## Written task
Format every one of the items below as a numbered list, omitting any blank lines.
>>
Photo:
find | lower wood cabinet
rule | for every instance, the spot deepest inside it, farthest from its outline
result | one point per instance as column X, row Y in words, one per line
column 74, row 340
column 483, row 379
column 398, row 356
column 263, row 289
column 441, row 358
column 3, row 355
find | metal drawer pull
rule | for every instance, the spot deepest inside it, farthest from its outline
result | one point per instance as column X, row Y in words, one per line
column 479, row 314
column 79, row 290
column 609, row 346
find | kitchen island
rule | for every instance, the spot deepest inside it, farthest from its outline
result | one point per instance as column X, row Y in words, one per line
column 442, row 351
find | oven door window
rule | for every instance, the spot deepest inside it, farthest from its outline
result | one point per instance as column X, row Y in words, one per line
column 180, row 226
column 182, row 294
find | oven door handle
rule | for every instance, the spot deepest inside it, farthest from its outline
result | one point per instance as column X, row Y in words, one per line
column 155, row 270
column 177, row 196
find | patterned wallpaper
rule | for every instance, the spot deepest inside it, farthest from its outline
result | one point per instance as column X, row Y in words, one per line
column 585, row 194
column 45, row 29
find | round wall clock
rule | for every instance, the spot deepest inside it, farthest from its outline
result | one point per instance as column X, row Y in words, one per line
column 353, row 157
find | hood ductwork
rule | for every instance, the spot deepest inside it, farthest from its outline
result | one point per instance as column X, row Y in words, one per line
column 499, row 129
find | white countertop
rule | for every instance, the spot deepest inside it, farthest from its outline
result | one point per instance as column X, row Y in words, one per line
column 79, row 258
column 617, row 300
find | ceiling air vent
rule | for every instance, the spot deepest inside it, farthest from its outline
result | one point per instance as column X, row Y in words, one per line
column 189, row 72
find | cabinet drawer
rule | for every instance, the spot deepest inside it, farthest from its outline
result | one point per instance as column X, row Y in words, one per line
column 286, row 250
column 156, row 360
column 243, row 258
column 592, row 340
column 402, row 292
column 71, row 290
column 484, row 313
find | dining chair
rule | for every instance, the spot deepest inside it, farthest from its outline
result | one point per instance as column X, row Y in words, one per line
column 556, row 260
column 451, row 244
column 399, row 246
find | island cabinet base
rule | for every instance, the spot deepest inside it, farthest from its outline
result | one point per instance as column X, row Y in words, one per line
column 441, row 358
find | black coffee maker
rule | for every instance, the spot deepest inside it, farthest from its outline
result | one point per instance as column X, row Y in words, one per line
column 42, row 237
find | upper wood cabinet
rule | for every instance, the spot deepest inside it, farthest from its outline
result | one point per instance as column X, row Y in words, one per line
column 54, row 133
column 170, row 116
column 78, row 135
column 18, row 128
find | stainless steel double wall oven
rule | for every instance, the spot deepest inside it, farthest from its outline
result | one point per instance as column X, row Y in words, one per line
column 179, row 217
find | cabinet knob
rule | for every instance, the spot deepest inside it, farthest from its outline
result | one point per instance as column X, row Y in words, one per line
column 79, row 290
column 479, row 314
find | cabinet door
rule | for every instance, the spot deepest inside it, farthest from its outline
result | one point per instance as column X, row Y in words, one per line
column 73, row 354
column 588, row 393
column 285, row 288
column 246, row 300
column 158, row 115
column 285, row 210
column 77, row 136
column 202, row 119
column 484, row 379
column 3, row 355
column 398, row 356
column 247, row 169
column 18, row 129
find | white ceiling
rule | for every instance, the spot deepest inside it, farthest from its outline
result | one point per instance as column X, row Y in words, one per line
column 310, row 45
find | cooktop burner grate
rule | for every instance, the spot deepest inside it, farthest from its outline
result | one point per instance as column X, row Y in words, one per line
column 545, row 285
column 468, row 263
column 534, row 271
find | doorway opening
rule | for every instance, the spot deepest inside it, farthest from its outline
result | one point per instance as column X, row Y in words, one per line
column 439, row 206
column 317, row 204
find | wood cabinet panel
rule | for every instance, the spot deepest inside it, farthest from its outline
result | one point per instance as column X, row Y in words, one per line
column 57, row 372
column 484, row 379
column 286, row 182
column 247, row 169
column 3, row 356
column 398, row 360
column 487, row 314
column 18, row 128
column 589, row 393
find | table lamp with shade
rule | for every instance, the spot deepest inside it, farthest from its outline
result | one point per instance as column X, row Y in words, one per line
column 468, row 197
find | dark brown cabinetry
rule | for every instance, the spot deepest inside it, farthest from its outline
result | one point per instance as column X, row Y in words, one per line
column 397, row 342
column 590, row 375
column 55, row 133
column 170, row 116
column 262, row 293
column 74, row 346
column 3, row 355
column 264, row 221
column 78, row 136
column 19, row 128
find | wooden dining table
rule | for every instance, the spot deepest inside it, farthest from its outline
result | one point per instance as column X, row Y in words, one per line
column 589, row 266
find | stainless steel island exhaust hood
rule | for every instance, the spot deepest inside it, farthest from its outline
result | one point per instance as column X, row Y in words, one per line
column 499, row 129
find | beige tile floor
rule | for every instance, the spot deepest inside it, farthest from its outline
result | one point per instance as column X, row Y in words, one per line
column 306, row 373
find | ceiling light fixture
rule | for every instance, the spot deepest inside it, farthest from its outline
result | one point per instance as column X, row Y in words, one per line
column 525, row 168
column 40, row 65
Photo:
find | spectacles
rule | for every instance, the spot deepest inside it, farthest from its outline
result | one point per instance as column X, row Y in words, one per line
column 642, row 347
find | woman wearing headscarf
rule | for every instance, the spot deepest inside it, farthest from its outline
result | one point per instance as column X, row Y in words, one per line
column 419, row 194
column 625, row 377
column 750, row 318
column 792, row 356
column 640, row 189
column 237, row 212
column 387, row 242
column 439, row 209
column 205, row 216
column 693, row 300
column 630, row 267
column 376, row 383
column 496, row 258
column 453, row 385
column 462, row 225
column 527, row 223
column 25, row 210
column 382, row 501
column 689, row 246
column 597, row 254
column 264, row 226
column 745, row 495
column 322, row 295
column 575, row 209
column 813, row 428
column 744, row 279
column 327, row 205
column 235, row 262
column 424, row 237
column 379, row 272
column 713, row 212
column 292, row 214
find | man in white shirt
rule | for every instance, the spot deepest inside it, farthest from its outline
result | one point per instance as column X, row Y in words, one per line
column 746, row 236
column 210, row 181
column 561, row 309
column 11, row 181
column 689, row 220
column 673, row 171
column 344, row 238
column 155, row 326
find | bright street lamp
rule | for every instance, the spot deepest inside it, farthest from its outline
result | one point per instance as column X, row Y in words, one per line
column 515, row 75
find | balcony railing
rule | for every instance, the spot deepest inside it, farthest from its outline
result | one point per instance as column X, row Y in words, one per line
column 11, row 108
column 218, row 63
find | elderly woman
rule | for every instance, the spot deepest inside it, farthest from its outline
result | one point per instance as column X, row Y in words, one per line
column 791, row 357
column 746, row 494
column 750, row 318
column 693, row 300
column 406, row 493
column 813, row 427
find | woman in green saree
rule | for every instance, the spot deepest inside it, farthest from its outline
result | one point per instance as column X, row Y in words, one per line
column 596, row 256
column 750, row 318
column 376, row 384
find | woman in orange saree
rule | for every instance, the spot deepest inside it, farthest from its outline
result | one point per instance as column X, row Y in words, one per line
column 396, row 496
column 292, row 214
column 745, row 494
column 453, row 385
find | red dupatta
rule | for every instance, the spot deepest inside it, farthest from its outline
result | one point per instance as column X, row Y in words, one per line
<<
## Completed task
1. Photo:
2. find | lower wood cabinet
3. rule | for every instance, the spot deepest inside it, farthest from its outline
4. result | one point per instance as column X, row Y in words, one per line
5. column 74, row 340
6. column 483, row 379
7. column 398, row 356
8. column 263, row 289
9. column 441, row 358
10. column 3, row 355
11. find | metal drawer pull
12. rule | for every instance, the spot deepest inside it, farthest from its outline
13. result | one point per instance as column X, row Y in words, one per line
14. column 479, row 314
15. column 79, row 290
16. column 609, row 346
17. find | kitchen island
18. rule | for every instance, the spot deepest inside it, farthest from its outline
19. result | one point per instance as column X, row Y in words, one per line
20. column 442, row 351
21. find | oven door window
22. rule | for every instance, the spot deepest inside it, farthest from its outline
23. result | one point per instance as column X, row Y in words, one per line
24. column 180, row 226
25. column 182, row 294
26. find | oven door handle
27. rule | for every instance, the spot deepest inside it, farthest from its outline
28. result | one point per instance as column X, row Y in words, one per line
29. column 155, row 270
30. column 177, row 196
31. find | patterned wallpaper
32. rule | for every instance, the spot deepest inside it, farthest from its outline
33. result | one point per instance as column X, row Y in words, one per line
34. column 585, row 194
35. column 45, row 29
36. find | round wall clock
37. rule | for every instance, the spot deepest inside it, farthest from its outline
38. result | one point per instance as column X, row Y in words, one per line
39. column 353, row 157
40. find | hood ductwork
41. rule | for every instance, the spot deepest inside it, farthest from its outline
42. result | one point per instance as column X, row Y in words, one per line
43. column 499, row 129
44. find | white countertop
45. rule | for every instance, the spot deepest inside it, farthest from its outline
46. result | one point per instance as column X, row Y in words, one per line
47. column 79, row 258
48. column 617, row 300
49. find | ceiling air vent
50. rule | for every instance, the spot deepest inside it, farthest from its outline
51. result | one point per instance as column X, row Y in words, one per line
52. column 189, row 72
53. find | cabinet drawer
54. rule | for every instance, the spot deepest inside it, farthest from its outline
55. result | one point per instance as column X, row Y in words, one per line
56. column 286, row 250
57. column 156, row 360
58. column 243, row 258
59. column 592, row 340
60. column 402, row 292
61. column 71, row 290
62. column 484, row 313
63. find | dining chair
64. rule | for every instance, the spot deepest inside it, farthest from its outline
65. result | one point per instance as column X, row Y in words, one per line
66. column 556, row 260
67. column 451, row 244
68. column 399, row 246
69. find | island cabinet base
70. rule | for every instance, the spot deepest inside it, farthest from its outline
71. result | one point per instance as column X, row Y in words, one per line
72. column 441, row 358
73. find | black coffee maker
74. rule | for every instance, the spot deepest inside it, farthest from its outline
75. result | one point per instance as column X, row Y in words, one per line
76. column 42, row 237
77. find | upper wood cabinet
78. rule | for every instance, the spot deepest inside it, farthest from its outline
79. result | one point per instance as column X, row Y in words, one per line
80. column 54, row 133
81. column 170, row 116
82. column 78, row 135
83. column 18, row 128
84. find | stainless steel double wall oven
85. rule | for every instance, the spot deepest inside it, farthest from its outline
86. result | one point per instance as column X, row Y in words, one per line
87. column 179, row 217
88. find | cabinet knob
89. rule | for every instance, the spot deepest inside it, farthest from its outline
90. result | one point per instance as column X, row Y in words, one per line
91. column 79, row 290
92. column 479, row 314
93. find | cabinet door
94. rule | for every instance, the spot deepest inside it, farthest from its outline
95. result | one point per instance as column X, row Y in words, one per line
96. column 73, row 354
97. column 588, row 393
98. column 285, row 288
99. column 246, row 300
100. column 158, row 115
101. column 285, row 210
102. column 77, row 136
103. column 202, row 119
104. column 484, row 379
105. column 3, row 355
106. column 398, row 356
107. column 247, row 169
108. column 18, row 129
109. find | white ceiling
110. rule | for every instance, the spot deepest inside it, farthest from its outline
111. result | one point per instance as column X, row Y in words, one per line
112. column 310, row 45
113. find | cooktop burner grate
114. rule | for every instance, the spot deepest inside it, farthest from its outline
115. result | one point per instance as column X, row Y in words, one per line
116. column 545, row 285
117. column 468, row 263
118. column 534, row 271
119. find | doorway opening
120. rule | for every instance, the spot deepest inside it, farthest from its outline
121. result | one point per instance as column X, row Y in words, one per line
122. column 439, row 206
123. column 317, row 204
124. find | wood cabinet panel
125. rule | for every instance, the spot deepest inside it, farthest from its outline
126. result | one point per instance as column X, row Y in words, one per line
127. column 57, row 372
128. column 484, row 379
129. column 286, row 182
130. column 247, row 169
131. column 3, row 356
132. column 398, row 360
133. column 487, row 314
134. column 18, row 128
135. column 589, row 393
136. find | table lamp with shade
137. rule | for every instance, the spot deepest inside it, farthest from its outline
138. result | one point per instance as column X, row Y in words, one per line
139. column 468, row 197
140. find | dark brown cabinetry
141. rule | for every instance, the spot deepest inside it, farthest from its outline
142. result | one point per instance as column X, row Y in words, one per line
143. column 397, row 342
144. column 590, row 375
145. column 55, row 133
146. column 170, row 116
147. column 262, row 293
148. column 74, row 346
149. column 3, row 355
150. column 264, row 221
151. column 78, row 136
152. column 19, row 128
153. find | wooden dining table
154. rule | for every instance, the spot deepest inside it, farthest from its outline
155. result | one point per instance as column X, row Y in words, one per line
156. column 589, row 266
157. find | stainless steel island exhaust hood
158. rule | for every instance, the spot deepest inside it, farthest from its outline
159. result | one point per instance as column X, row Y in words, one per line
160. column 499, row 129
161. find | beige tile floor
162. rule | for every instance, the spot deepest inside it, farthest from its outline
163. result | one point per instance as column X, row Y in words, one per line
164. column 306, row 373
165. find | ceiling light fixture
166. rule | for every instance, the spot deepest inside it, farthest from its outline
167. result | one point per instance as column X, row Y in words, one per line
168. column 525, row 168
169. column 40, row 65
170. Photo:
171. find | spectacles
172. rule | for every instance, the spot deepest inside it, farthest from its outline
173. result | one point per instance as column X, row Y in words, one per line
174. column 642, row 347
175. find | woman wearing headscarf
176. rule | for every instance, the spot deepest inside it, farthest from its outline
177. result | one point per instance as column X, row Y in words, one per line
178. column 419, row 194
179. column 625, row 377
180. column 750, row 318
181. column 792, row 356
182. column 640, row 189
183. column 237, row 212
184. column 387, row 242
185. column 439, row 209
186. column 205, row 216
187. column 693, row 300
188. column 630, row 267
189. column 376, row 383
190. column 496, row 258
191. column 453, row 385
192. column 462, row 225
193. column 527, row 223
194. column 25, row 210
195. column 382, row 501
196. column 689, row 246
197. column 597, row 254
198. column 264, row 226
199. column 745, row 495
200. column 322, row 295
201. column 575, row 209
202. column 813, row 428
203. column 744, row 279
204. column 327, row 205
205. column 235, row 262
206. column 424, row 237
207. column 379, row 272
208. column 713, row 212
209. column 292, row 214
210. find | man in white shirt
211. rule | for every instance, the spot deepest inside it, farthest from its outline
212. result | one point per instance as column X, row Y in words, one per line
213. column 746, row 236
214. column 210, row 181
215. column 561, row 309
216. column 11, row 181
217. column 689, row 220
218. column 673, row 171
219. column 344, row 238
220. column 155, row 326
221. find | bright street lamp
222. rule | for every instance, the spot deepest inside it, farthest from its outline
223. result | one point per instance as column X, row Y in words, one per line
224. column 515, row 75
225. find | balcony railing
226. rule | for every instance, the spot deepest inside it, farthest from its outline
227. result | one point per instance as column X, row Y in words, one per line
228. column 11, row 108
229. column 218, row 63
230. find | elderly woman
231. rule | for every instance, the spot deepest inside it, farthest from its outline
232. result | one point per instance as column X, row Y in words, one per line
233. column 791, row 357
234. column 746, row 494
235. column 750, row 318
236. column 693, row 300
237. column 406, row 493
238. column 813, row 427
239. find | woman in green saree
240. rule | for every instance, the spot deepest inside it, farthest from its outline
241. result | one point per instance as column X, row Y in words, one per line
242. column 596, row 256
243. column 750, row 318
244. column 376, row 384
245. find | woman in orange saree
246. rule | for every instance, the spot deepest inside it, farthest from its outline
247. result | one point per instance as column X, row Y in words, one per line
248. column 396, row 496
249. column 292, row 214
250. column 745, row 494
251. column 453, row 385
252. find | red dupatta
253. rule | for every instance, the spot deepest inside it, farthest from its outline
254. result | one point per instance as column X, row Y in words, one per line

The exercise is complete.